SELECTED EXTRACT below:
The motivation for developing the current system was to simplify the use of large scale administrative databases in epidemiological and health service research, and for policy evaluation. We believe the developed system will be useful and will contribute to the above goal for the following reasons.

Firstly, the developed system achieves satisfying scaling for conversion of a large scale dataset for parallelization with Hadoop. Because of the overhead of managing each node, adding additional nodes yields a diminished volume of transactions, but retains adequate scaling ability. Processing the 950 million log entries for administrative activities in the performance test took one hour at a cost of 10 US dollars using a parallel environment such as the Amazon system with one master and eight slave nodes. To complete the task in 10 minutes requires one master plus 48 slave nodes at a cost of about 50 US dollars. Thus, the system allows users to choose between the tradeoff of time response and cost.
End of SELECTED EXTRACT.
DATA below:
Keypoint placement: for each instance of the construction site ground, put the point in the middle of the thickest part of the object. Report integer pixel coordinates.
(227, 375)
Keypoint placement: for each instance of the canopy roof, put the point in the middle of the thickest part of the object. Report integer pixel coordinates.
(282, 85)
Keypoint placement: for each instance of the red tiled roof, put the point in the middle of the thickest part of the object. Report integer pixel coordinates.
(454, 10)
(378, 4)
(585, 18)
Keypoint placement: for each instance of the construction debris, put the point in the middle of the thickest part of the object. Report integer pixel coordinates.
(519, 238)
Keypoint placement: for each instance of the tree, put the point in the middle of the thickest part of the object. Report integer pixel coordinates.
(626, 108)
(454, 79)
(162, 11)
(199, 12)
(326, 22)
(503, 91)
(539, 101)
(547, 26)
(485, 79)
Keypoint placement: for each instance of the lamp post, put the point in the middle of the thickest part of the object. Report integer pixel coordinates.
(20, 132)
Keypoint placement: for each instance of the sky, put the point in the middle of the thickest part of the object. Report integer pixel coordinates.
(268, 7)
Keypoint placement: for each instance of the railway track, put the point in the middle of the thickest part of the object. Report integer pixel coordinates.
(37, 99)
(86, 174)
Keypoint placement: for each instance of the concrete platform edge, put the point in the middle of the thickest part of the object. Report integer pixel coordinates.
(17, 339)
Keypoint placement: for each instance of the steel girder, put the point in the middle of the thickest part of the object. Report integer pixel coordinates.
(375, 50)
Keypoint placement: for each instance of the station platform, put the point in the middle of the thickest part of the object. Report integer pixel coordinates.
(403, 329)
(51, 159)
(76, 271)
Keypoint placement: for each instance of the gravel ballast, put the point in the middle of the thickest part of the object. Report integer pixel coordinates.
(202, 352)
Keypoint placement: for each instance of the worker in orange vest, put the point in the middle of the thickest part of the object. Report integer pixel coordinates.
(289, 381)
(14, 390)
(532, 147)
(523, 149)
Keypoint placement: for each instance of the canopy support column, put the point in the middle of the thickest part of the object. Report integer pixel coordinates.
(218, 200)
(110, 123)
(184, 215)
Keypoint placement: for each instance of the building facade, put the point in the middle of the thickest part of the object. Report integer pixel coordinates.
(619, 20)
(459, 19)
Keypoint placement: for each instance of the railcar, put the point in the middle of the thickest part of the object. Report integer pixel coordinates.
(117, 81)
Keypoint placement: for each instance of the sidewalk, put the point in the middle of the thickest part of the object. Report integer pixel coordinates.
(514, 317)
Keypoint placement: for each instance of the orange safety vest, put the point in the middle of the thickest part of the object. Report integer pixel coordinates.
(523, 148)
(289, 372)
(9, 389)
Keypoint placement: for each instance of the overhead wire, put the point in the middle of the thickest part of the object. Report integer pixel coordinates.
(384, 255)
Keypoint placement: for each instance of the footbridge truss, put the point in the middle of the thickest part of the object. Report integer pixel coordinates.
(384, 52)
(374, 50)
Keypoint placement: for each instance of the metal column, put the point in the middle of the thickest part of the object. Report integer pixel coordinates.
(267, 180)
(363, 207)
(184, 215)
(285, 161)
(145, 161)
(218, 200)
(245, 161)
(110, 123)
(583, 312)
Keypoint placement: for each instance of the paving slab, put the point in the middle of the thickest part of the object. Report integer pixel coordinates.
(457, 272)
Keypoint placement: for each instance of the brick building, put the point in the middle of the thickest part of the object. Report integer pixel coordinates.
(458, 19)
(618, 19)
End of DATA.
» **STUDY QUESTIONS**:
1) Decide whether each statement agrees with the Hadoop passage. Answer yes or no for each, quoting the words of the passage that settle it.
(a) The performance test handled 950 million log entries in one hour for 10 US dollars.
(b) Each added node brings a full, undiminished volume of transactions.
(c) Finishing the task in 10 minutes costs about 50 US dollars.
2) Copy the Hadoop passage word for word from "Firstly, the developed" to "response and cost.".

» **TASK RESULTS**:
1)
(a) Yes: "Processing the 950 million log entries for administrative activities in the performance test took one hour at a cost of 10 US dollars"
(b) No: "adding additional nodes yields a diminished volume of transactions, but retains adequate scaling ability"
(c) Yes: "To complete the task in 10 minutes requires one master plus 48 slave nodes at a cost of about 50 US dollars"

2)
Firstly, the developed system achieves satisfying scaling for conversion of a large scale dataset for parallelization with Hadoop. Because of the overhead of managing each node, adding additional nodes yields a diminished volume of transactions, but retains adequate scaling ability. Processing the 950 million log entries for administrative activities in the performance test took one hour at a cost of 10 US dollars using a parallel environment such as the Amazon system with one master and eight slave nodes. To complete the task in 10 minutes requires one master plus 48 slave nodes at a cost of about 50 US dollars. Thus, the system allows users to choose between the tradeoff of time response and cost.